_Stated goal_. Print the records below word for word, omitting the pictures.

_Material provided_.
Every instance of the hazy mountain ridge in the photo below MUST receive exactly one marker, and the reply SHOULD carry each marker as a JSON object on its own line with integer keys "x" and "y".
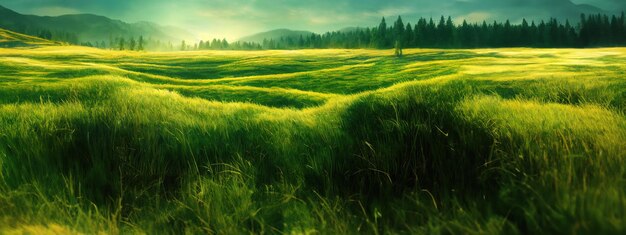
{"x": 12, "y": 39}
{"x": 90, "y": 27}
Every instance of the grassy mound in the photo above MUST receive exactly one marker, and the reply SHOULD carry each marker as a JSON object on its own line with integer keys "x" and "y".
{"x": 435, "y": 142}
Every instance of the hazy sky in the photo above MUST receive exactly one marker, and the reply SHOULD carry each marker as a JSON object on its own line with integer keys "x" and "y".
{"x": 236, "y": 18}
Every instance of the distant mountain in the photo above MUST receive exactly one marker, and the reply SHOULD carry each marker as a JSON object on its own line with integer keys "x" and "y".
{"x": 274, "y": 34}
{"x": 89, "y": 28}
{"x": 13, "y": 39}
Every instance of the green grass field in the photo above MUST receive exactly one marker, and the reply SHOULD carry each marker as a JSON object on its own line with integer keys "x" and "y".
{"x": 491, "y": 141}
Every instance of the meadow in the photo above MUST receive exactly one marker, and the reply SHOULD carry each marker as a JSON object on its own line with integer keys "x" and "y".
{"x": 485, "y": 141}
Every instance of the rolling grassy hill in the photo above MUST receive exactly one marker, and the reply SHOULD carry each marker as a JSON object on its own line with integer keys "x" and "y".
{"x": 491, "y": 141}
{"x": 13, "y": 39}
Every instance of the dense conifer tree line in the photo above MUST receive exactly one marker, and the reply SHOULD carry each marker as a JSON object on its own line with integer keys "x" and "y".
{"x": 593, "y": 30}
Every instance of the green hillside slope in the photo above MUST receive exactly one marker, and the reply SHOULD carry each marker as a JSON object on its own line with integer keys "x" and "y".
{"x": 494, "y": 141}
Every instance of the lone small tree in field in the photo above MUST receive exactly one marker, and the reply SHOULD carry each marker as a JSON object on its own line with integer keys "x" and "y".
{"x": 140, "y": 44}
{"x": 121, "y": 45}
{"x": 132, "y": 43}
{"x": 398, "y": 52}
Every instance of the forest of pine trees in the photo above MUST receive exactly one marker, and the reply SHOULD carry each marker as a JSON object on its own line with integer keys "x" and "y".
{"x": 592, "y": 31}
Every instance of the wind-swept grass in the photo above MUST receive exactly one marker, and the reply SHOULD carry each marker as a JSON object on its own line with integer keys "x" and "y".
{"x": 507, "y": 141}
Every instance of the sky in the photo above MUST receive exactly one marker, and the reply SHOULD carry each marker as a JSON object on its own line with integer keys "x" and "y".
{"x": 232, "y": 19}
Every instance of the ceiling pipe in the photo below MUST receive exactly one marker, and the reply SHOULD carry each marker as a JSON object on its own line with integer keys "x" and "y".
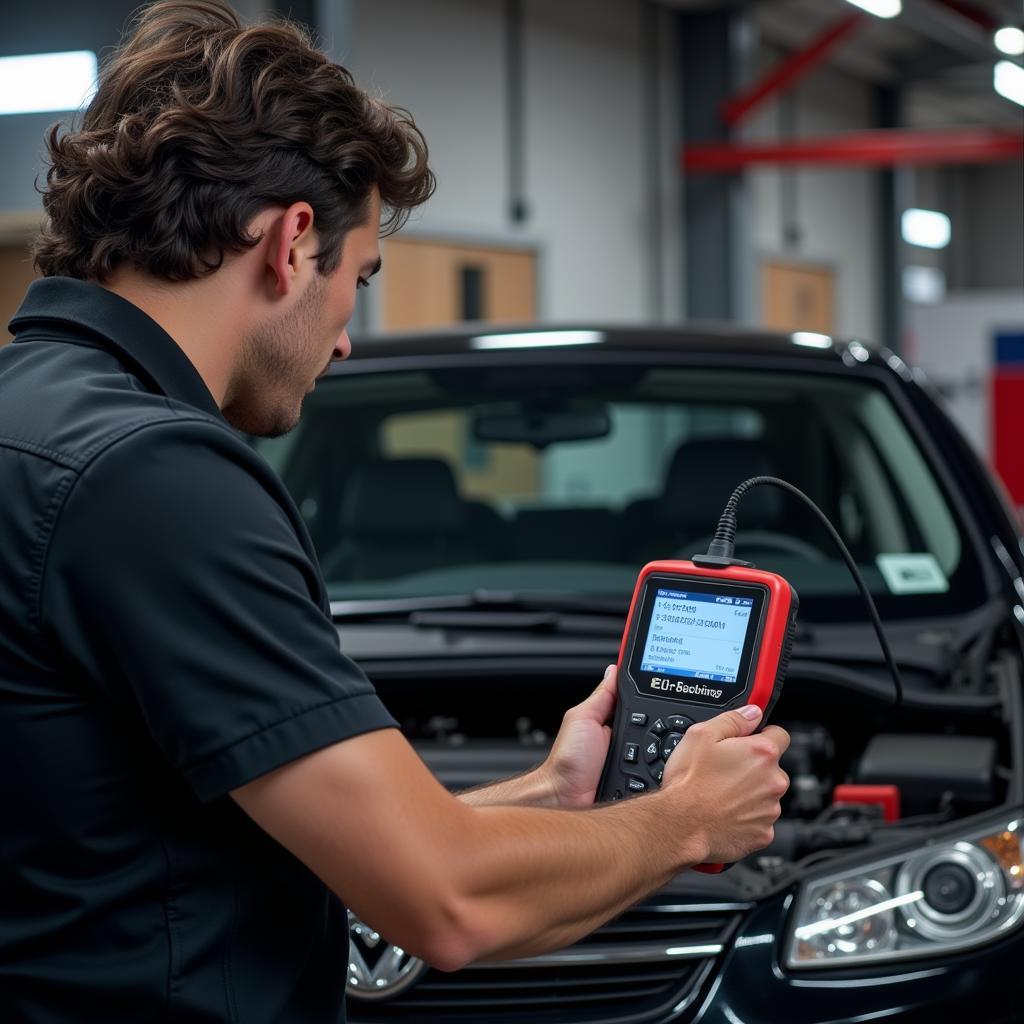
{"x": 872, "y": 148}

_Output of the task_.
Every instance of the hazy mountain ridge in the photo below MUST receive exactly one marker, and the reply SHOULD carry each marker as a JSON object on its own line with integer keys "x" and "y".
{"x": 12, "y": 39}
{"x": 90, "y": 27}
Every instance of the grassy mound in the photo above MUST receive exactly one marker, and the reply SHOULD carry each marker as a JSON object on its own line with integer keys "x" and "y".
{"x": 435, "y": 142}
Every instance of the hazy sky in the photo above MUST receive exactly one marker, and the reply SHOULD carry each marker as a JSON object on its own line with integer keys "x" and "y".
{"x": 236, "y": 18}
Every instance of the distant mountain in the photo above MUST receive exactly one marker, and the reply SHOULD carry each marker as a JSON object on its own line with integer keys "x" and "y".
{"x": 274, "y": 34}
{"x": 89, "y": 28}
{"x": 13, "y": 39}
Every instance of the green grass field in the photo above MUST receive exactly one marker, and the reply SHOULD carry each marker as a JSON object on its own line with integer keys "x" and "y".
{"x": 491, "y": 141}
Every instance of the meadow in the photo above MUST receive exactly one marker, and the reply SHOULD carry each marker as a JSON object on its own line with integer keys "x" and "y".
{"x": 485, "y": 141}
Every instance of the rolling grassy hill in the photo above MUST receive exactly one marker, and the reply SHOULD carry each marker as a JSON object on its own line with integer keys "x" and "y".
{"x": 491, "y": 141}
{"x": 13, "y": 39}
Every instance of the dense conifer tree line in the photo above MUST receive exactly one marker, and the reply SHOULD carry each marker as a JSON object on its own line with integer keys "x" and "y".
{"x": 593, "y": 30}
Every instance of the green hillside slope in the photo above MUST receive exactly one marker, and the reply SHOULD carry each marker as a JSON object on its own line with integer keys "x" and "y".
{"x": 494, "y": 141}
Every instance of the lone small tree in field in the photo above MUST receive exactly one marker, and the reply SHOULD carry each marker as a JSON object on its own line with integer keys "x" and "y".
{"x": 140, "y": 44}
{"x": 121, "y": 45}
{"x": 132, "y": 43}
{"x": 398, "y": 52}
Every instance of the forest of pine trees in the photo above MUST receive exactly one marker, and the reply SHOULD carry each marker as a JSON object on its own line with integer keys "x" and "y".
{"x": 592, "y": 31}
Every instance of the wind-swept grass in the photo above MUST receive exactly one marker, and the reply SHOULD carry each marker as a JSON object on its own line with integer keys "x" and "y".
{"x": 507, "y": 141}
Every instance of the sky in the photo above MUST receive exactly one marker, and the reply SHOULD carry each marker as a JSON object on its own line with integer keys "x" and "y".
{"x": 232, "y": 19}
Every instance of the ceiling pipe in the photo below MUST receive exactly one marker, and the reply SHOULD carry each marker as a JSON object on its own line with integer keys "x" and "y".
{"x": 872, "y": 148}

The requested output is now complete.